(Stored data entries)
##########
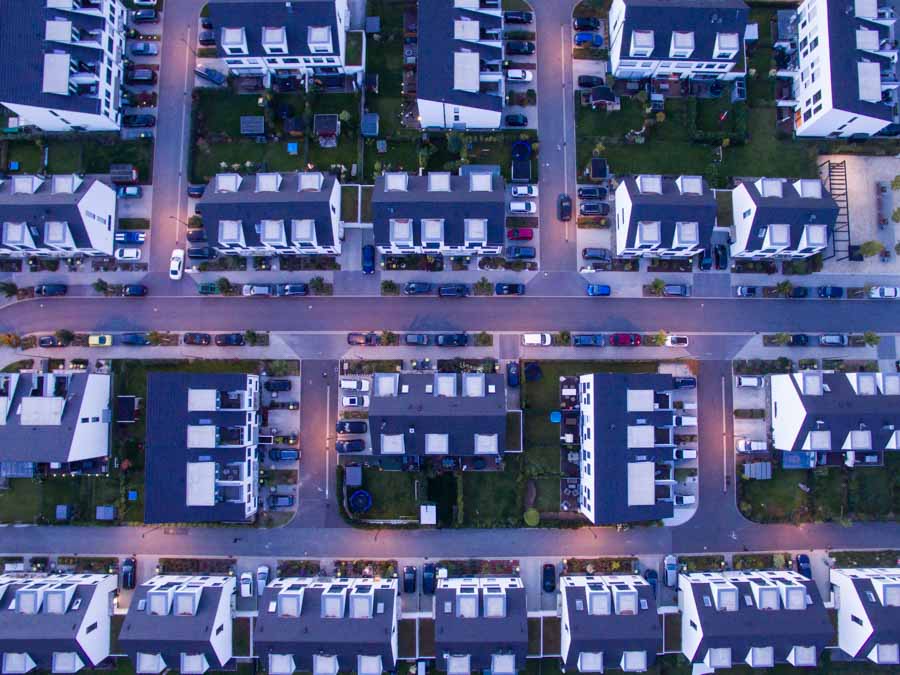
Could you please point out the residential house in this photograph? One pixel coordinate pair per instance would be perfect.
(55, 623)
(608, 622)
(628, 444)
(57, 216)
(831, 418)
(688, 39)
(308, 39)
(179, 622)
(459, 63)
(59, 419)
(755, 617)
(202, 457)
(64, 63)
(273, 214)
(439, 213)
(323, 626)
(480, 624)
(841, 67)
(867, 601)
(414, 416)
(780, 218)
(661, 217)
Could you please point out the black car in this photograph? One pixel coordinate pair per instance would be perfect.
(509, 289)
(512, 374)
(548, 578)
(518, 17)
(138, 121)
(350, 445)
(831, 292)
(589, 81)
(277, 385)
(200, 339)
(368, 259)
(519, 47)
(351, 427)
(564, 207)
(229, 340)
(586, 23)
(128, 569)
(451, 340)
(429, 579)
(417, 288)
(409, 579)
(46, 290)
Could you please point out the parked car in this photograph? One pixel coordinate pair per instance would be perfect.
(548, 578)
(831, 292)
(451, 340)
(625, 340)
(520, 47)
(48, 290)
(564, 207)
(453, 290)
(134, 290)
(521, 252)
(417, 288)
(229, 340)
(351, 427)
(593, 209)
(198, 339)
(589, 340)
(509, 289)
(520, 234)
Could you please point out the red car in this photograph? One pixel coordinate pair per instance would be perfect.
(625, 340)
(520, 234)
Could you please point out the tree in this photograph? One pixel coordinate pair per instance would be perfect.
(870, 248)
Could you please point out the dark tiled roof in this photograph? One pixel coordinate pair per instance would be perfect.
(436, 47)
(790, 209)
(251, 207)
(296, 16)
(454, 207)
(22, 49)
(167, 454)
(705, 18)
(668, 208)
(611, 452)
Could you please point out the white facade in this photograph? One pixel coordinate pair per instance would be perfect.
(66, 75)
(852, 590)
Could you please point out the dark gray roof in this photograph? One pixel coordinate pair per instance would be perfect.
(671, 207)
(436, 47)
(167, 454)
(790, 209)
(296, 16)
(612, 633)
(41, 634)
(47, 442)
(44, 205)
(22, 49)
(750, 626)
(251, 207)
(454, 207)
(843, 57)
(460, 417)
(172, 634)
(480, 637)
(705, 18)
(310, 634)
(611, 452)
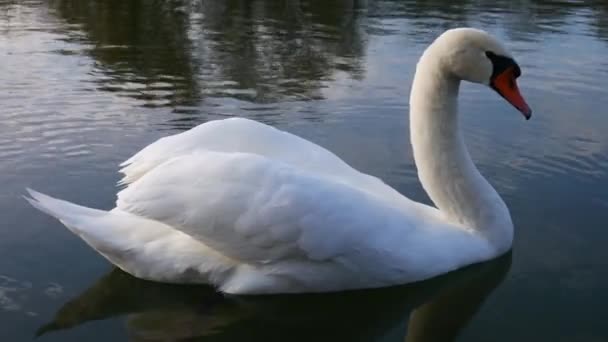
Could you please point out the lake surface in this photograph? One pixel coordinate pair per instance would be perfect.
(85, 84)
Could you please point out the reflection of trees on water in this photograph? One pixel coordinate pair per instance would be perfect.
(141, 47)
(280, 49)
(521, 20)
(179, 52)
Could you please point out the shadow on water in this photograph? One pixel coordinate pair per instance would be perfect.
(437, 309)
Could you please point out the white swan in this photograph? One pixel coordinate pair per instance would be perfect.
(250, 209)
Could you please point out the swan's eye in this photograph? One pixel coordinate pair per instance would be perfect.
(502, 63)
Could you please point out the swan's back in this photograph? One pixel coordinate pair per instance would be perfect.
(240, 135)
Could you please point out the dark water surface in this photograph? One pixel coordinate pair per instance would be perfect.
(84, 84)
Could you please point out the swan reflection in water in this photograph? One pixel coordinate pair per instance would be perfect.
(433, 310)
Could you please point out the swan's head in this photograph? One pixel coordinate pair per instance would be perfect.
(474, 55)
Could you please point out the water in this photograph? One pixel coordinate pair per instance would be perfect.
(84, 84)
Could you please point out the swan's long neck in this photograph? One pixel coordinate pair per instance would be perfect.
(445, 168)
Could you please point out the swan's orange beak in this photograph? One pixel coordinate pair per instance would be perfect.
##########
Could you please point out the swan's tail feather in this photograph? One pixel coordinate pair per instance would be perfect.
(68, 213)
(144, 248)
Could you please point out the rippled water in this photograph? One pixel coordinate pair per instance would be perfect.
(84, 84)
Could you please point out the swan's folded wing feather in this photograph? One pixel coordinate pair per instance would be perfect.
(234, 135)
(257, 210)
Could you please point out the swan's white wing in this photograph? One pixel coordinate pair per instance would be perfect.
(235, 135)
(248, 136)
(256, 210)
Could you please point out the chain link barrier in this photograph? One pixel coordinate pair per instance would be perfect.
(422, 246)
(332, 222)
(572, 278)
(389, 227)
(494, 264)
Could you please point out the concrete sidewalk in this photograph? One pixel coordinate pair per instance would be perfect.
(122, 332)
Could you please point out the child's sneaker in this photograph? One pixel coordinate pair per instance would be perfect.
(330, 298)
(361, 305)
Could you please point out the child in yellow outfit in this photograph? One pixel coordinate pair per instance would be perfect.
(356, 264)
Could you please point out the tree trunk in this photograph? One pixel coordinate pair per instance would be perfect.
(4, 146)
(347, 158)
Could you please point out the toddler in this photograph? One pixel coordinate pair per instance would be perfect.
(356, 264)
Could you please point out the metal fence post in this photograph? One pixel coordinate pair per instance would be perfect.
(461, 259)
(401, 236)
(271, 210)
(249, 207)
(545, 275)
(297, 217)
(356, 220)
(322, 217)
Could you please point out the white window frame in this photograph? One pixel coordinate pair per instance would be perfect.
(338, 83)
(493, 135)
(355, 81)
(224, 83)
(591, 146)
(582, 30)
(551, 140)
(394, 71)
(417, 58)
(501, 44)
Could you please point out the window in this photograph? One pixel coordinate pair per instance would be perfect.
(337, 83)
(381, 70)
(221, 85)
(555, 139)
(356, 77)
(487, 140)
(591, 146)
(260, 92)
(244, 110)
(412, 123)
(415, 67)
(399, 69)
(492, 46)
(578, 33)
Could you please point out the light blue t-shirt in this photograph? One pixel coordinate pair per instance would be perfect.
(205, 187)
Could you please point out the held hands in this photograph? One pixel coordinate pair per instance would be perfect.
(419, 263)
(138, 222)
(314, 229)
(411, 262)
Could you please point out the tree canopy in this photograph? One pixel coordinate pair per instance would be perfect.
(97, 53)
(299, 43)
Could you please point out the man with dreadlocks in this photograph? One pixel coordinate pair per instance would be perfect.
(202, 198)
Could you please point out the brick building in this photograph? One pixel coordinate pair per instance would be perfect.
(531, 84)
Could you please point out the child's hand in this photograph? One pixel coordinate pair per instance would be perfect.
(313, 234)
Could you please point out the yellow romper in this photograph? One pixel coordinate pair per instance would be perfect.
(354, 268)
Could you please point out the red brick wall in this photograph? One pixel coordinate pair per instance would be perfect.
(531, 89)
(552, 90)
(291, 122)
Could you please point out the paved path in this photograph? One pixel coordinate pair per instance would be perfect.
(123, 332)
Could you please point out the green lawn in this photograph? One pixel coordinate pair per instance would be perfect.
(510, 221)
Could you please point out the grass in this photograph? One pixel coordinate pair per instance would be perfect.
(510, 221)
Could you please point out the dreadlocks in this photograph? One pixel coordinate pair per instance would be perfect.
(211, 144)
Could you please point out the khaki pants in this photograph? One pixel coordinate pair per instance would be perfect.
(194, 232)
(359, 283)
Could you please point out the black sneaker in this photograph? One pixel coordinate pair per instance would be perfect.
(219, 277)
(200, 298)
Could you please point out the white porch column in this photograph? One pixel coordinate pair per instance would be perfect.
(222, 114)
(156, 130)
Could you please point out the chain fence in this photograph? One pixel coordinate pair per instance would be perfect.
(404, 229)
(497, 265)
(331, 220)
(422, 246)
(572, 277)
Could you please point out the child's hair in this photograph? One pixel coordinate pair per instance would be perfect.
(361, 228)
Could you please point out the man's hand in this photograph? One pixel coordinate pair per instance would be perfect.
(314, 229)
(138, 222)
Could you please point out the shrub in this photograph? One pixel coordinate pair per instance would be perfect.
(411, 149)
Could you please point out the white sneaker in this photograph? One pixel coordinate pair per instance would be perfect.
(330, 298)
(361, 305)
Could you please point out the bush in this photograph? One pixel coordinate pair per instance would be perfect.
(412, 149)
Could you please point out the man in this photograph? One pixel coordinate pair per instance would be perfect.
##########
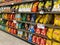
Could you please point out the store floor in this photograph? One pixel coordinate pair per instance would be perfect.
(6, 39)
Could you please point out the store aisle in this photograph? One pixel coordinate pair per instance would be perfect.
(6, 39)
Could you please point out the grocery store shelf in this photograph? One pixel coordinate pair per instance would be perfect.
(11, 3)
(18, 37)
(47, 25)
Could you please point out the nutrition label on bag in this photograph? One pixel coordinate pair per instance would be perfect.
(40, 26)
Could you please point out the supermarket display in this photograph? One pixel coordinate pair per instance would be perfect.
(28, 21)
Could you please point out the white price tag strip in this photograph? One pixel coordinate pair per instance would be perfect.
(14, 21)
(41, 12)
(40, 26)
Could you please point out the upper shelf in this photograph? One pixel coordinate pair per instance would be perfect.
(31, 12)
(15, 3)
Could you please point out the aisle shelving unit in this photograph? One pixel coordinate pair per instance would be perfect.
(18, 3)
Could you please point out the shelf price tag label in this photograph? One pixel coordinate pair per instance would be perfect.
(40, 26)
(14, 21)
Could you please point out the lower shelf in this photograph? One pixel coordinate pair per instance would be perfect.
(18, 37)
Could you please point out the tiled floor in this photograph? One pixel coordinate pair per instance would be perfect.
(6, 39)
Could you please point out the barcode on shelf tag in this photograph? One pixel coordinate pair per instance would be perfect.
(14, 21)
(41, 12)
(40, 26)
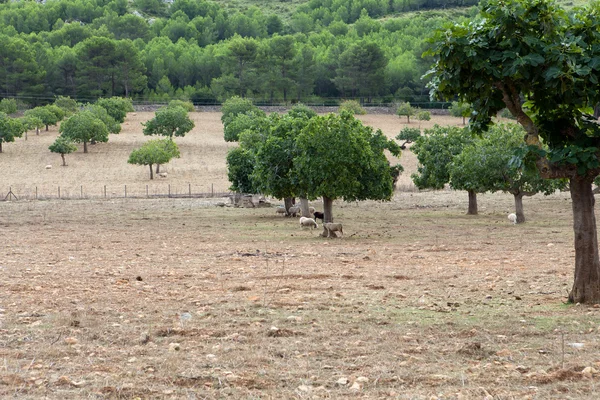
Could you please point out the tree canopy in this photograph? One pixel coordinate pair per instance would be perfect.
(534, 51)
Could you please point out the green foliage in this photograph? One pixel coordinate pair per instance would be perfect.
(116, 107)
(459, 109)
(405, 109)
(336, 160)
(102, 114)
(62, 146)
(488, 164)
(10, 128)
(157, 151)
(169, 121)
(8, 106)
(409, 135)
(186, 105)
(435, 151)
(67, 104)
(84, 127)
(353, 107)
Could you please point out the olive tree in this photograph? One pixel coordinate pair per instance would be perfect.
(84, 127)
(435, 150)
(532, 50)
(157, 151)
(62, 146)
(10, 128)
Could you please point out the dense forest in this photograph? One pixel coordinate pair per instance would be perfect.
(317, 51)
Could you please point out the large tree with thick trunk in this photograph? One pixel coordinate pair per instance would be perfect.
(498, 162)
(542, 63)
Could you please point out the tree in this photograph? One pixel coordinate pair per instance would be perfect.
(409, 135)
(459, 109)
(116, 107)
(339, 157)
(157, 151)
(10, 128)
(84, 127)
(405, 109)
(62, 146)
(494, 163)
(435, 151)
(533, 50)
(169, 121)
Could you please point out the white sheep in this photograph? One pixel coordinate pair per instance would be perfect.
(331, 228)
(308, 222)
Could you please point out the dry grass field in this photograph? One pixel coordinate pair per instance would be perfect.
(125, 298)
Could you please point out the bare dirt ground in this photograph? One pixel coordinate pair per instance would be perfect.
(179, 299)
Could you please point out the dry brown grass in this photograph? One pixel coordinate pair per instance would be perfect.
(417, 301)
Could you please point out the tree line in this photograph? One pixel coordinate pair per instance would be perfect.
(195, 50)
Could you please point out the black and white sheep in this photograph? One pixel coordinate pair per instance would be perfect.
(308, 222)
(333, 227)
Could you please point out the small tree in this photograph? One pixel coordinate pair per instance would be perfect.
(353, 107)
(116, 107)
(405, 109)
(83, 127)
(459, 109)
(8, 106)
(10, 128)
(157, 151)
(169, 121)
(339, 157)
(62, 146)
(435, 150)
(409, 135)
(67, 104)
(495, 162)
##########
• **Task statement**
From the records above, retype only the lines starting at the line that contains "Could you please point out the swan's back" and ending at the line that contains "Could you please point out the swan's orange", both included.

• **Result of the exercise**
Could you please point out the swan's back in this photograph? One pixel coordinate pair per instance would be perfect.
(240, 135)
Could you please point out the dark water surface in this photograph? One pixel coordinate pair per instance would be perfect.
(84, 84)
Could you please point out the swan reflection in water in this photograph? One pixel coordinate pair per instance would be perfect.
(433, 310)
Could you please point out the swan's head in this photograph? One pixel coordinate pair per instance would be perfect.
(474, 55)
Could you please point out the water in this photograph? One pixel coordinate pair per instance would be perfect.
(84, 84)
Could you please point out the swan's long neck in this photograph? One pixel coordinate pair per instance would be perfect.
(445, 168)
Could you please point out the swan's orange beak in this photograph? One pixel coordinate pair per instance would be perfect.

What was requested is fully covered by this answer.